◆ TASK DATA ◆
+--

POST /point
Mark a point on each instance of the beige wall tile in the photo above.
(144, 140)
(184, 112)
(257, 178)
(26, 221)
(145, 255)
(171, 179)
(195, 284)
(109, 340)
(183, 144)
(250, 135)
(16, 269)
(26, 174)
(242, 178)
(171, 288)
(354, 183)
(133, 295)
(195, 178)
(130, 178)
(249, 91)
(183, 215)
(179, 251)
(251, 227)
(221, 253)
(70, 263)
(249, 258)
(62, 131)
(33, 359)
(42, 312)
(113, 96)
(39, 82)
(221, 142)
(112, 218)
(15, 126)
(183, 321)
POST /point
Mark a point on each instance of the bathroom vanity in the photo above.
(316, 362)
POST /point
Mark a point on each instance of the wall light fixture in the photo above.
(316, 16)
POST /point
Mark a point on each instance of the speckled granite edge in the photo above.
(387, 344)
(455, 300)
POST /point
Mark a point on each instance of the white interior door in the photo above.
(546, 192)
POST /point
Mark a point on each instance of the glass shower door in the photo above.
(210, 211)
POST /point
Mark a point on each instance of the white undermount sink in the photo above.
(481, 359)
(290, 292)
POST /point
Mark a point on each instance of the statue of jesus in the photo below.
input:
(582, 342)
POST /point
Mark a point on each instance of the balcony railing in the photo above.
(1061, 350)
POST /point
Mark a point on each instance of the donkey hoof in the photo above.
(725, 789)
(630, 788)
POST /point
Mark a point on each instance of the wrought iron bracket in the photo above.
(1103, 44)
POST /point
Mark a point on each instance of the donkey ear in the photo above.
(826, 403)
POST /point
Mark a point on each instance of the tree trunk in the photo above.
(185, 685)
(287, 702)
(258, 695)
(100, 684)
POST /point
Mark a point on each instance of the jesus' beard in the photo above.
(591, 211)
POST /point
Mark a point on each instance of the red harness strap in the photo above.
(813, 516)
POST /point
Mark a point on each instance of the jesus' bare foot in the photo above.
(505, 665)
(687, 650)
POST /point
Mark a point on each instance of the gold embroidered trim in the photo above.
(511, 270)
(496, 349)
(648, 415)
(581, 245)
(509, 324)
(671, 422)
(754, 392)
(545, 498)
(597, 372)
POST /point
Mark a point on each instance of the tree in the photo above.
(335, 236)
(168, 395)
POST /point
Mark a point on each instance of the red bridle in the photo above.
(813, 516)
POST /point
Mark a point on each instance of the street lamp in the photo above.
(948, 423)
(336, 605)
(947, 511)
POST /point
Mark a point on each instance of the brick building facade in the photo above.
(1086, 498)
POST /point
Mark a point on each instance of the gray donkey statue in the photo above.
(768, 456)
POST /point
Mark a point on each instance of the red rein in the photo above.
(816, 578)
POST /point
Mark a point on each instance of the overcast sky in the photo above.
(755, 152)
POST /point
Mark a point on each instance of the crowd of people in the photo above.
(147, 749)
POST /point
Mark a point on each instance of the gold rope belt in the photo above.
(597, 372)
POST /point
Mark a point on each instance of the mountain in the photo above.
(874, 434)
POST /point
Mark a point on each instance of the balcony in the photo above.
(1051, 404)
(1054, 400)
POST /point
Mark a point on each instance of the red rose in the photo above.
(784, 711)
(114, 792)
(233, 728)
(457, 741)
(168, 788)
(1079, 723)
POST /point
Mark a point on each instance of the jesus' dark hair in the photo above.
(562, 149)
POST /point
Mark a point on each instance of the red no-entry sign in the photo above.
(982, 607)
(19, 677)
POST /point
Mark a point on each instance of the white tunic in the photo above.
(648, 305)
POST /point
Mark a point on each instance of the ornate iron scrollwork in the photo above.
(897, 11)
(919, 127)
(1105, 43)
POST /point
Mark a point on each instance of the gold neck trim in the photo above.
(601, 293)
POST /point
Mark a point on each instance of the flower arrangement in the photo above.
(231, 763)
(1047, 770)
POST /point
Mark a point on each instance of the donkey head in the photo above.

+--

◆ TASK STATEMENT ◆
Every entry above needs to be written out again exactly.

◆ ANSWER SPACE ◆
POST /point
Mark a point on each instance of the beige wall tile in the photo above.
(144, 140)
(184, 112)
(257, 178)
(26, 221)
(145, 255)
(171, 179)
(195, 284)
(109, 340)
(183, 144)
(250, 135)
(16, 269)
(26, 174)
(242, 178)
(171, 288)
(354, 183)
(133, 295)
(195, 178)
(130, 178)
(249, 91)
(183, 215)
(179, 251)
(251, 227)
(221, 253)
(70, 263)
(249, 258)
(62, 131)
(33, 359)
(42, 312)
(113, 96)
(39, 82)
(221, 142)
(112, 218)
(15, 126)
(183, 321)
POST /point
Mark a point on each instance of the bathroom vanity in the photo above.
(316, 362)
POST /point
Mark a point on each instance of the wall light fixture in the photo above.
(316, 16)
POST /point
Mark a point on each instance of the speckled granite edge in the photo above.
(387, 344)
(455, 300)
POST /point
Mark a point on each instance of the white interior door in the photo above.
(546, 192)
POST /point
Mark a point on each instance of the glass shower door in the photo above.
(210, 211)
POST /point
Mark a point on each instance of the white undermount sink in the photo above.
(481, 359)
(290, 292)
POST /point
Mark a point on each instance of the statue of jesus in the photo below.
input:
(582, 342)
POST /point
Mark a point on each instance of the balcony railing in the photo above.
(1061, 350)
POST /point
Mark a point on each instance of the donkey hoof in the photo above.
(725, 789)
(630, 788)
POST /point
Mark a point on each instance of the wrought iron bracket in the photo above.
(1103, 44)
POST /point
Mark a point on each instance of the donkey ear in the photo above.
(826, 403)
POST /point
Mark a point on each instance of the tree trunk in the photo above.
(185, 685)
(287, 702)
(258, 695)
(100, 684)
POST /point
Mark a point on each instance of the jesus' beard in the photo above.
(591, 211)
POST /point
Mark a point on each instance of the red harness strap in the photo above.
(813, 516)
POST /point
Mark a point on each instance of the jesus' bare foot in the photo above.
(505, 665)
(687, 650)
POST /point
Mark a point on each instance of the gold embroidered trim in the photo above.
(511, 270)
(496, 349)
(648, 415)
(581, 245)
(509, 324)
(671, 422)
(754, 392)
(545, 498)
(597, 372)
POST /point
Mark a point on each instance of the tree in the photo above.
(335, 236)
(168, 395)
POST /point
Mark a point on each instance of the red bridle in the photo above.
(813, 516)
POST /point
Mark a point on each instance of the street lamp in the photo above.
(948, 423)
(336, 605)
(947, 511)
POST /point
Mark a point on each instance of the brick building facade in the photo above.
(1086, 498)
POST /point
Mark a point on each instance of the gray donkey statue in the photo above.
(768, 456)
POST /point
Mark a point on each instance of the red rein in the photo above.
(816, 578)
POST /point
Mark a point on each instance of the overcast sky in the photo above.
(755, 152)
POST /point
Mark a point on each instance of the crowd of people in the photo above.
(147, 749)
POST /point
Mark a point on each instance of the gold rope belt in the photo above.
(597, 372)
POST /point
Mark a point on each instance of the mountain in the photo above.
(874, 434)
POST /point
Mark a point on each instance of the balcony in the photo above.
(1051, 404)
(1054, 400)
POST /point
Mark a point on each instance of the red rose in the photo above.
(784, 711)
(114, 792)
(233, 728)
(457, 741)
(168, 788)
(1079, 723)
POST /point
Mark a point on each instance of the jesus' dark hair in the photo above.
(562, 149)
POST /point
Mark a point on each instance of the red no-entry sign in the photo above.
(982, 607)
(19, 677)
POST /point
Mark a point on each instance of the white tunic in the photo above.
(648, 305)
POST /point
Mark a point on each instance of the ornate iron scrollwork in the photo above.
(897, 11)
(919, 127)
(1105, 43)
POST /point
Mark a point on each instance of the gold neck trim in the photo above.
(601, 293)
POST /point
Mark a point on each instance of the flower arrangement in the photo above.
(231, 763)
(1047, 770)
POST /point
Mark a point on each instance of the donkey head in the photo above.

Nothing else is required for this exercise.